Problem to work on
Show every line in the records below that contains the word "black".

Stored items from a collection:

▼▼▼

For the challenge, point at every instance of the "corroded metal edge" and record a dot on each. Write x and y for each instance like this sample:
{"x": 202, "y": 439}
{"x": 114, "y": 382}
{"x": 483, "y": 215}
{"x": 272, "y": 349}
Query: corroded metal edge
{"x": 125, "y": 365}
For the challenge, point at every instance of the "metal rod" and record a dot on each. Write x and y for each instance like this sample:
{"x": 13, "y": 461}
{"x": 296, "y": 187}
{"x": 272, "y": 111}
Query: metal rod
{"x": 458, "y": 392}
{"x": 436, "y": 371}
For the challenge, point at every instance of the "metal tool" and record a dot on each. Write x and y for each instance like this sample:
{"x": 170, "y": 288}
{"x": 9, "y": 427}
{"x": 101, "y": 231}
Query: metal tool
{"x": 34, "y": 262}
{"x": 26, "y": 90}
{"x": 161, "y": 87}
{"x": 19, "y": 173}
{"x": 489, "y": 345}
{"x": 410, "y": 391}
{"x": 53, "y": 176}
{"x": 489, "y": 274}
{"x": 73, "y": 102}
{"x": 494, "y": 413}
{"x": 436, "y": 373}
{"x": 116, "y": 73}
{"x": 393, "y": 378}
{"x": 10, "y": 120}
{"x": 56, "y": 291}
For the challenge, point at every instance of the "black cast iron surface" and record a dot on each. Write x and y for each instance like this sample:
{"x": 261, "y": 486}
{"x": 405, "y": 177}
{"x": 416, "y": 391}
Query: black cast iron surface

▲▲▲

Answer to the problem
For the challenge, point at every instance of the "black cast iron surface" and record a dot on each. Write x and y for each instance like this sample:
Query: black cast iron surface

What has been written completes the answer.